• **Stated goal 1**:
Can you give everything from "The Egyptians didn’t" down to "the imagined threat." in the anti-Semitism passage again, substituting "Egyptian leaders" for "Egyptians"?
• **Stated goal 2**:
Could you pick up the anti-Semitism passage after its final sentence and carry it further?

• **Supplied text**:
The Egyptians didn’t immediately enslave the Jews. The Torah deliberately describes their internal debates about the Jewish problem. Concerned that the Jews would form a league with their enemies, the Egyptians hatched a plan to preempt this threat through gradual discrimination, and ultimately through oppressive enslavement. The Torah portrays this internal discussion with the term “nitchakma,” evoking the image of a political campaign aimed at solving the imagined threat.

Anti-Semitism is so resilient because it is rooted in multiple core facets of human experience. Jews are hated because we represent God in this world and humanity isn’t yet ready to embrace Divine authority. Beyond this theological component, we are hated because we challenge the world’s conscience to higher moral ground and, generally, humanity finds this challenge burdensome and abrasive. Without our great moral challenge, mankind is left to their own course and self-centered existence. A morally indifferent lifestyle is easier, while a morally sensitive existence requires conscience and sacrifice. Of course our haters can’t and won’t vocalize these reasons for their anti-Semitism, but we believe in larger metaphysical forces that, though rationally untraceable, nonetheless drive human history.

• **Extracted entries**:

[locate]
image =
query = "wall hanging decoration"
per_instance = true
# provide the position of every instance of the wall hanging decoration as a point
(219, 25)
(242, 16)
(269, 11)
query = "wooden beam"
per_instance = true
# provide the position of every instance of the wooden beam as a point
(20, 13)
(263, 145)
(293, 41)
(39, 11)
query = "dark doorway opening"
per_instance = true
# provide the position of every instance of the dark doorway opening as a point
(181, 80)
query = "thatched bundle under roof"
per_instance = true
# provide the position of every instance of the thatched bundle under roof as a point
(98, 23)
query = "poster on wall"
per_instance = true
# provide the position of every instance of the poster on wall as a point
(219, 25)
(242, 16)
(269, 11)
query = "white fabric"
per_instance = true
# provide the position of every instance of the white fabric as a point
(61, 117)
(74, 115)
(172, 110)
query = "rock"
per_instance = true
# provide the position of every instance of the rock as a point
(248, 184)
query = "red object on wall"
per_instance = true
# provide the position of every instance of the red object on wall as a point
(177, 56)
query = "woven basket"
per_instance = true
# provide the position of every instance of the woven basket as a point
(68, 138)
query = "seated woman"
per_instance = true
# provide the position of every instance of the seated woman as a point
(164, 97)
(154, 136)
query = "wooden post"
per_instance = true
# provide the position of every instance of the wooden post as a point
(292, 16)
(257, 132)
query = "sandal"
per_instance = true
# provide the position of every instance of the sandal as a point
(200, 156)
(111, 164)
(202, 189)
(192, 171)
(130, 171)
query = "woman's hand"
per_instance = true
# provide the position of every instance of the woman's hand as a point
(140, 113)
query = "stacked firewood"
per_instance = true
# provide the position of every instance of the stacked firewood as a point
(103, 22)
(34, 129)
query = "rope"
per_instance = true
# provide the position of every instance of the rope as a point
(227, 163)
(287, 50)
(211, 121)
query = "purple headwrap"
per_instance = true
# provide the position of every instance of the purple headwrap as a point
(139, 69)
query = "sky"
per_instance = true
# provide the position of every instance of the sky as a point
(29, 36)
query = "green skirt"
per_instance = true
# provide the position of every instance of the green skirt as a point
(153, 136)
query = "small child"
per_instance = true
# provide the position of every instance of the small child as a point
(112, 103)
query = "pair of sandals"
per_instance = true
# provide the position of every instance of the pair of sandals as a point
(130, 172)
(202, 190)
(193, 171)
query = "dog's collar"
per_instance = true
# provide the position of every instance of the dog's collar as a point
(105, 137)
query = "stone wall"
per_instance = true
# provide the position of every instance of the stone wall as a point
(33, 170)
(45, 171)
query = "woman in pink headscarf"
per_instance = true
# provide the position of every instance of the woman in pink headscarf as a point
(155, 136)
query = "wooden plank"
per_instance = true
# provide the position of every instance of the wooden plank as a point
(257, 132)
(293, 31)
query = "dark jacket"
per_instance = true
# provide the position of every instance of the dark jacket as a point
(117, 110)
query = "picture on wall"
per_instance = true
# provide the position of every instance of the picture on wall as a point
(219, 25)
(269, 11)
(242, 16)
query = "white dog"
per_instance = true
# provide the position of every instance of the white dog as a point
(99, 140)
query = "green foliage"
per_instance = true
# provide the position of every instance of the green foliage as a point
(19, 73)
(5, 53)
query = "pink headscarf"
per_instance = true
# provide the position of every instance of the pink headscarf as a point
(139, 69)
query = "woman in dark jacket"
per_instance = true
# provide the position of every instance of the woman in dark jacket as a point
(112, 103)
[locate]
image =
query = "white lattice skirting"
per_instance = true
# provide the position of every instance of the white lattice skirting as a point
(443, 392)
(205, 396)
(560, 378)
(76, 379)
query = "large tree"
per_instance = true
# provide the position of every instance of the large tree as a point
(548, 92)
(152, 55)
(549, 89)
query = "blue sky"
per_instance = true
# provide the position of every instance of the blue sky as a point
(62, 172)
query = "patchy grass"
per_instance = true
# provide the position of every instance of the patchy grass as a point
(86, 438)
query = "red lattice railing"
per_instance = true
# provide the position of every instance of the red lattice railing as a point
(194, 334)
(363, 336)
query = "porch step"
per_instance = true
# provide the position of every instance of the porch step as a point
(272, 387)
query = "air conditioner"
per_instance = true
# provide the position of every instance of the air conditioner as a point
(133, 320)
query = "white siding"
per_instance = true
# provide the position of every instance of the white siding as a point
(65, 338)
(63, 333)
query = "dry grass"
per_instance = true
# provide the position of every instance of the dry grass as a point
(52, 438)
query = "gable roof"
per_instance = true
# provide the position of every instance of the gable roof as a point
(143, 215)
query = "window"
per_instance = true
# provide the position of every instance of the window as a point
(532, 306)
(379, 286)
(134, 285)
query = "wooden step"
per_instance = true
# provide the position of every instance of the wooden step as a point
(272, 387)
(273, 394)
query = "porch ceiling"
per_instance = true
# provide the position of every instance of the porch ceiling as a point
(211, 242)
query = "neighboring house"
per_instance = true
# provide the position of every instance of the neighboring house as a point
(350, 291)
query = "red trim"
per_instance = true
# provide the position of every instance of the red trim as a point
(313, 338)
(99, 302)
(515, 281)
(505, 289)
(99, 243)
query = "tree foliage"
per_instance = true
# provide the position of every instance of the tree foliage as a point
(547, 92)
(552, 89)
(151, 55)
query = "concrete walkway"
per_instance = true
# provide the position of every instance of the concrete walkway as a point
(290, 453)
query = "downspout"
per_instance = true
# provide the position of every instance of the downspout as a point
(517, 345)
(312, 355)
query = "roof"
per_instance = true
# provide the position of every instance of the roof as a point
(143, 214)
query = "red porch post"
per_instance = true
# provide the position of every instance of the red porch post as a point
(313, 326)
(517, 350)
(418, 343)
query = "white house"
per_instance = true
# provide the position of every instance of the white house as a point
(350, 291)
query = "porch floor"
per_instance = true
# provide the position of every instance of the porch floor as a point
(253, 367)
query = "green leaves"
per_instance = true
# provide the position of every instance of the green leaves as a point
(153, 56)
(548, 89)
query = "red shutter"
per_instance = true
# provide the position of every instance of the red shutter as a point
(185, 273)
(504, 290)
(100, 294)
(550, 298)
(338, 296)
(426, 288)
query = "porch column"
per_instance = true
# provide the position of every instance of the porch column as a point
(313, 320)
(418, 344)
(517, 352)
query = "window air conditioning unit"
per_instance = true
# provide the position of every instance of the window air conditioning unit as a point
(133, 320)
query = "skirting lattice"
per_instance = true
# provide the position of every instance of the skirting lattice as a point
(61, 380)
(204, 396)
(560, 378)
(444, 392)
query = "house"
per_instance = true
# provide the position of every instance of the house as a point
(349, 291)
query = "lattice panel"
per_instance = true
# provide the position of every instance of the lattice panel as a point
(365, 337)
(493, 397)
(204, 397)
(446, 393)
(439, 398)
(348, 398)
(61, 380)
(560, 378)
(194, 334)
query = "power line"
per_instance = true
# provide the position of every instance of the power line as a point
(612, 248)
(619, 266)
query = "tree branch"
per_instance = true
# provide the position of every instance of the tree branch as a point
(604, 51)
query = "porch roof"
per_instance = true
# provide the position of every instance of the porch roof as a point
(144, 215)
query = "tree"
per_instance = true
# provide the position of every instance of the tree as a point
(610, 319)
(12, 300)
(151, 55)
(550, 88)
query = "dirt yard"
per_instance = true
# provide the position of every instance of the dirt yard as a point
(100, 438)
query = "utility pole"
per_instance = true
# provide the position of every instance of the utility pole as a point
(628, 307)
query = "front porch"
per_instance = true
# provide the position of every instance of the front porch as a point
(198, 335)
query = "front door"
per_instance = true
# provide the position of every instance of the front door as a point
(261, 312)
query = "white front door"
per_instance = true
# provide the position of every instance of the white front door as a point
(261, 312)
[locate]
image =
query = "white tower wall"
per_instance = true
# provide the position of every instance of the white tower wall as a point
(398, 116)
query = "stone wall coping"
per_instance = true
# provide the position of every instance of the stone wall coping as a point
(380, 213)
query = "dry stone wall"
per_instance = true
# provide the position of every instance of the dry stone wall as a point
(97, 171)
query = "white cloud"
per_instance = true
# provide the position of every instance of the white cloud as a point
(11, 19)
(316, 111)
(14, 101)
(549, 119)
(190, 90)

• **Task result 1**:
The Egyptian leaders didn’t immediately enslave the Jews. The Torah deliberately describes their internal debates about the Jewish problem. Concerned that the Jews would form a league with their enemies, the Egyptian leaders hatched a plan to preempt this threat through gradual discrimination, and ultimately through oppressive enslavement. The Torah portrays this internal discussion with the term “nitchakma,” evoking the image of a political campaign aimed at solving the imagined threat.

• **Task result 2**:
In addition to theologically based anti-Semitism and their animosity to our moral challenge, often anti-Semitism is a product of an anxiety even deeper than theology. It is often a projection of a basic primal human fear of the “other” and of those whose lifestyles are different. Every human is cast in the image of God and shares a common Creator. Yet often we are incapable of identifying that common ground. Culture, religion and race begin to fragment human beings, and often a divide emerges, which causes alienation, distrust and, ultimately, seething hatred. Egyptians lived in existential fear of their political foes the Hittites and projected these anxieties on the defenseless Jews. The Jews were a foreign implant, inhabiting a secluded area of Goshen, speaking a separate language and arousing dread. This irrational panic is already displayed in Parshat Miketz, which describes the Egyptians as unable to share a meal with the visitors from Israel whose culture and table habits repulsed them. Hundreds of years later, after the death of Yosef and his brothers, this soft dislike of Jews metastasized into abject terror concerning the threat these “different” Jews posed. During his lifetime, Yosef served as a bridge to the shared past of Egyptians and Jews. During that earlier period, each nation was subjected to the common challenge of a worldwide famine and they sensed a common purpose in the struggle for survival. After his death, Yosef’s absence created a vacuum of communication and common interest. In the absence of direct contact, fear dominates and plays tricks on the human imagination. The irrational and baseless fear erupted into the first historical instance of anti-Semitism.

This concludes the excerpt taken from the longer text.